Excerpted records:

++++++++

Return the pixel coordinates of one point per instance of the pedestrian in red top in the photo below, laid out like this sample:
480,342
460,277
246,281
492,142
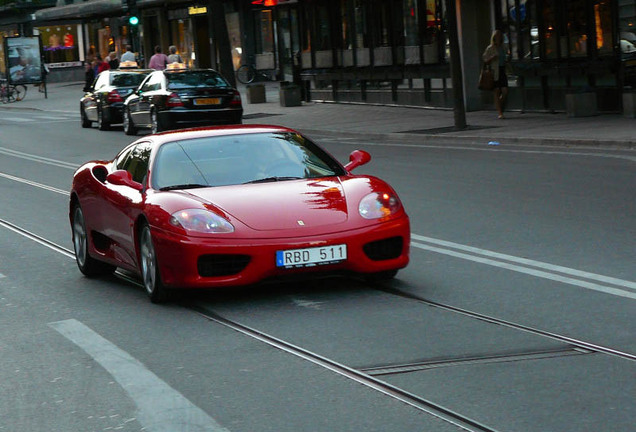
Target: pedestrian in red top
159,60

++++++++

Work item: Your copy should hold every record word for word and none of the pictures.

Exercise output:
Return the pixel coordinates of one point per instance of the pedestrian in red top in the photo below, laid out like this sample:
480,342
460,277
246,281
492,142
Target: pedestrian in red top
159,60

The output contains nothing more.